■ **The task**: Copy each line of the records that includes "wooden".

Referring expression pointing data:
..........
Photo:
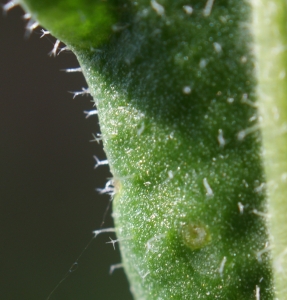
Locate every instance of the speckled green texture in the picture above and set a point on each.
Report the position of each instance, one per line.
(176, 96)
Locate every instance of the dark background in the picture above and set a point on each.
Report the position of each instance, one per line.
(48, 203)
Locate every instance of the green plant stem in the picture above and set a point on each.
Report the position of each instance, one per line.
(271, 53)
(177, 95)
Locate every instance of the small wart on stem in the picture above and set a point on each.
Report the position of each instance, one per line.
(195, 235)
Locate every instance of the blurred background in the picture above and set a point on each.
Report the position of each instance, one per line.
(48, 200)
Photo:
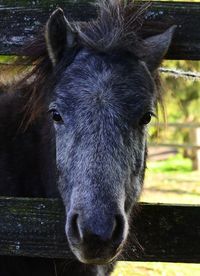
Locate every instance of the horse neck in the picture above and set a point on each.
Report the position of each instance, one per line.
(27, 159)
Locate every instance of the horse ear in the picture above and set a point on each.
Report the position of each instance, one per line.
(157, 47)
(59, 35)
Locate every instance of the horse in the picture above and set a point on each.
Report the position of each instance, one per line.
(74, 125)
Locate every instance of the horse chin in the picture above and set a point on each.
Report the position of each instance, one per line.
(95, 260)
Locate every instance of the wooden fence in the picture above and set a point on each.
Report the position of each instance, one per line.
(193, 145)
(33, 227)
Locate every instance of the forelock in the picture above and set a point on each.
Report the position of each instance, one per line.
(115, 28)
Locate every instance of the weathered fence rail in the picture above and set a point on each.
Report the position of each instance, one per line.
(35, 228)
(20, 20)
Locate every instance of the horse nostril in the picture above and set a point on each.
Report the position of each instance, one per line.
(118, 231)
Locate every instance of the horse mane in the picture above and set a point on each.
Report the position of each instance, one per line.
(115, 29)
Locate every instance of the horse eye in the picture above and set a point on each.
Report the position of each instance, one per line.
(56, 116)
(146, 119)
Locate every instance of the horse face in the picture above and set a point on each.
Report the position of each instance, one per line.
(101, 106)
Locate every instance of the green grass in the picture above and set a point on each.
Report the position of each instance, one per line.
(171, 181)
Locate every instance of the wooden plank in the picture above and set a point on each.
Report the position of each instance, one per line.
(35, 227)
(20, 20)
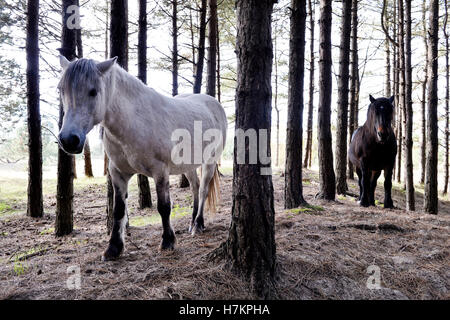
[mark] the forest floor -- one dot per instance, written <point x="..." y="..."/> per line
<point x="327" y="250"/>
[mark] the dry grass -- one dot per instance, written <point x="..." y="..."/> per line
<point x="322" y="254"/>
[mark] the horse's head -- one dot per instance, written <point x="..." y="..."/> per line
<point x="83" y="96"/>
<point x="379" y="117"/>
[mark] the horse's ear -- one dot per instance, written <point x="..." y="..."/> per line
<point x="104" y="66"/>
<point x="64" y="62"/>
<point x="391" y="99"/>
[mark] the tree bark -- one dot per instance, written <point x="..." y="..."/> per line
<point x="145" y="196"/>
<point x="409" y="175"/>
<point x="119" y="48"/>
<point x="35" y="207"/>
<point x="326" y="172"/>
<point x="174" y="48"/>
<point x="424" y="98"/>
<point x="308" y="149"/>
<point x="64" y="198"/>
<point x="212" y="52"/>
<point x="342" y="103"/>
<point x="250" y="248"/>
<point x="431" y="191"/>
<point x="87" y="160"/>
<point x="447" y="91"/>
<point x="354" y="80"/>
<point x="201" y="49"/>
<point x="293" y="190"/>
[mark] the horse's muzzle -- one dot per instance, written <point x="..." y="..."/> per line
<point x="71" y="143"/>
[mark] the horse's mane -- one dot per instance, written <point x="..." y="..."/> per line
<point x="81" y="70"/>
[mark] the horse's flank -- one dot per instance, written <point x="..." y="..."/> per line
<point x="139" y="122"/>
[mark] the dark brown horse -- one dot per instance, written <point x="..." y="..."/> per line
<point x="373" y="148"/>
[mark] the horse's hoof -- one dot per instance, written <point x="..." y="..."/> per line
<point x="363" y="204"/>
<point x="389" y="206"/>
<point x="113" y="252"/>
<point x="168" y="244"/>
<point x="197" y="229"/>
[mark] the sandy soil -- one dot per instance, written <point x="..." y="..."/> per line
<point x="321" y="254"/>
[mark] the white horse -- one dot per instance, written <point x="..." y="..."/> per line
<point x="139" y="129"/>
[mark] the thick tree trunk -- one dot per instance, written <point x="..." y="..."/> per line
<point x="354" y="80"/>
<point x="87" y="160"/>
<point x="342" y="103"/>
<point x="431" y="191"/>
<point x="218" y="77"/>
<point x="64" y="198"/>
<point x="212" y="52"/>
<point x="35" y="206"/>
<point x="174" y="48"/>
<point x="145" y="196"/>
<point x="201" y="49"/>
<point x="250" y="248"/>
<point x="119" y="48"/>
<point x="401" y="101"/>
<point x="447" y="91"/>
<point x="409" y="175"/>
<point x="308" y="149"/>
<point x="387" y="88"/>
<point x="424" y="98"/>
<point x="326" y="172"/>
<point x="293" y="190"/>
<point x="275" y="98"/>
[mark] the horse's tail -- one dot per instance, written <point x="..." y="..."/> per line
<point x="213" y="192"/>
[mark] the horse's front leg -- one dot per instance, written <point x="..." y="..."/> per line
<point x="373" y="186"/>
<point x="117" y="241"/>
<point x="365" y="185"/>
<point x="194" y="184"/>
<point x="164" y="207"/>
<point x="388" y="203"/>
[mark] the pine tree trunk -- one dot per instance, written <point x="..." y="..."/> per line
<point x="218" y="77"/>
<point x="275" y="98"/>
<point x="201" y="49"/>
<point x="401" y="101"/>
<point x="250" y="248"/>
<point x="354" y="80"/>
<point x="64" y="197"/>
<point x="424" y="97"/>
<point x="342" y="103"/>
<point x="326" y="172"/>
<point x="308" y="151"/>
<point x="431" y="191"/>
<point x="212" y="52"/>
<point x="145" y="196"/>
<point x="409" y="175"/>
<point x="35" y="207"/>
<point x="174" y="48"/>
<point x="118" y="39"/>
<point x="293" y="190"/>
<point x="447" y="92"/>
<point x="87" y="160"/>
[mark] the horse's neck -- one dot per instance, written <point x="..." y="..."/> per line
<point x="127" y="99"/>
..........
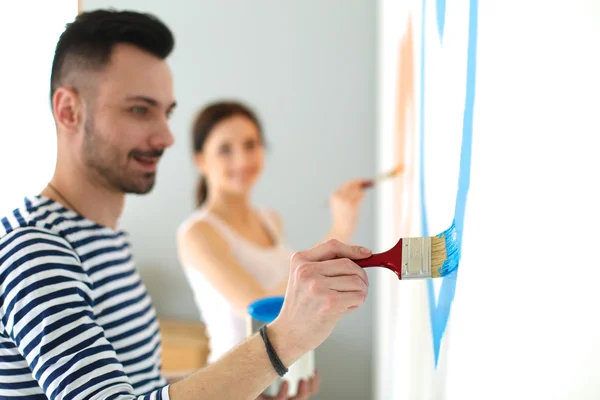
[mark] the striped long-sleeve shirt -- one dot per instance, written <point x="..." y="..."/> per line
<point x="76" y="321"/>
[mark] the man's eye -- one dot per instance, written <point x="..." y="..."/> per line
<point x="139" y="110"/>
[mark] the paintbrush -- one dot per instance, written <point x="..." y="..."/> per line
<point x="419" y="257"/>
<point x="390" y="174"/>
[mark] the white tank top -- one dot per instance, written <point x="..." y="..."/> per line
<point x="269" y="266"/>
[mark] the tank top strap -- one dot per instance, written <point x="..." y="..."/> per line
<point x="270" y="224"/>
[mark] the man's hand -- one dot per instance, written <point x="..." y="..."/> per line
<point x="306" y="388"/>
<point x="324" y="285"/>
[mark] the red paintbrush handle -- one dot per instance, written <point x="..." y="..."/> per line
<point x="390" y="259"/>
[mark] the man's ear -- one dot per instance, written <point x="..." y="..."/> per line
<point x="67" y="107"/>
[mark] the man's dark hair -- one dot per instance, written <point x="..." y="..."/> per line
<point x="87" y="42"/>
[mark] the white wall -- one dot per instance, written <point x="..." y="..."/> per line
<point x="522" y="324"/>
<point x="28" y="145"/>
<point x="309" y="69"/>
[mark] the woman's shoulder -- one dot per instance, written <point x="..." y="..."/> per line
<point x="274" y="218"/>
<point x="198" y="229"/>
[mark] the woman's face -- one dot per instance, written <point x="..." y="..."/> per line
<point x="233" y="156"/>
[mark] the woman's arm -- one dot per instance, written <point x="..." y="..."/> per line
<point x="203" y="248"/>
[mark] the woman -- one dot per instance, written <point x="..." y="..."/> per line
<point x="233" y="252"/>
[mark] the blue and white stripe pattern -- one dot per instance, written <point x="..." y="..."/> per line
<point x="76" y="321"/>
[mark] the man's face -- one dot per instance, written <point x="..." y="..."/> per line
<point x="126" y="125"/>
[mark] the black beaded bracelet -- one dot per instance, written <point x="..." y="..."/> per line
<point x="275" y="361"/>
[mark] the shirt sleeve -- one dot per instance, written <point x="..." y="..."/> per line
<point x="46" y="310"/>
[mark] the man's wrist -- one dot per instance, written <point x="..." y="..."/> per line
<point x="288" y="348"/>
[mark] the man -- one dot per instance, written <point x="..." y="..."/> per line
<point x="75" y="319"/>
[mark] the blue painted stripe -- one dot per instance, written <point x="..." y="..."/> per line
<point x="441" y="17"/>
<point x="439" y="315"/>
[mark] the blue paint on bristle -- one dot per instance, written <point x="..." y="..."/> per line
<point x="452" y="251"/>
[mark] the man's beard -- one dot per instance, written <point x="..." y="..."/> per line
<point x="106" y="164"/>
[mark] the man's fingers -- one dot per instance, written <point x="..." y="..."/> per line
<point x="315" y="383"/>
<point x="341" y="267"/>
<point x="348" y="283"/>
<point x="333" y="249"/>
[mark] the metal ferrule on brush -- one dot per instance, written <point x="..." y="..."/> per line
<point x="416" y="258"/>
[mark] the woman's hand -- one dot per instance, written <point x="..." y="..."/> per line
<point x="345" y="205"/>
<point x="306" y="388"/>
..........
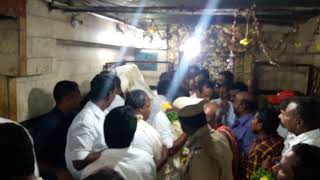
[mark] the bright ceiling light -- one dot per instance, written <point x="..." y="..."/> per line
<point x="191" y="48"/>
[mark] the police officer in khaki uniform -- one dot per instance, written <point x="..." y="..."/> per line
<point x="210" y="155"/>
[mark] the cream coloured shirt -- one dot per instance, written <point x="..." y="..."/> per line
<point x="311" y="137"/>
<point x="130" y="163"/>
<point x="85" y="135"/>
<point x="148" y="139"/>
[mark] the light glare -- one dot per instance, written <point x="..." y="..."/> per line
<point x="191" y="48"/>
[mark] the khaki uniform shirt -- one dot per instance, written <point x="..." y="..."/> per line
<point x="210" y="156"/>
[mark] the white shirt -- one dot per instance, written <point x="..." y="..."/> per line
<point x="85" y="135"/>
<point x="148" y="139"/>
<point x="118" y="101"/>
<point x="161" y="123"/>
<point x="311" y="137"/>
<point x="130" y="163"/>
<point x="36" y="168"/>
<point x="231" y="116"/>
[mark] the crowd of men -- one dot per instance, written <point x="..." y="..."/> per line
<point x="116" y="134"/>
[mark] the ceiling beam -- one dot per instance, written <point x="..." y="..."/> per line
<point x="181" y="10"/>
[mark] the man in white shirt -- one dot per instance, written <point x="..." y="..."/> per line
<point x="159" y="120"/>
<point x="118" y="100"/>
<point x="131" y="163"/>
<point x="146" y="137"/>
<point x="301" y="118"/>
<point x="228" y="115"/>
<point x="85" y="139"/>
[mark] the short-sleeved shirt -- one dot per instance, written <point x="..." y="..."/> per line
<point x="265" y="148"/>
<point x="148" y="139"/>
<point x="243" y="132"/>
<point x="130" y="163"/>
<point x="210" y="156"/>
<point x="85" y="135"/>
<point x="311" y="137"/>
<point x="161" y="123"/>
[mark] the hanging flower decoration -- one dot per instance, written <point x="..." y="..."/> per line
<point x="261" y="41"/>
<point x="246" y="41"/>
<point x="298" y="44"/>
..........
■ **Result below**:
Locate every instance of the wooden fence in the picture above and set a point on each.
Locate every instance of the wooden plank in the picture above and set a point on each.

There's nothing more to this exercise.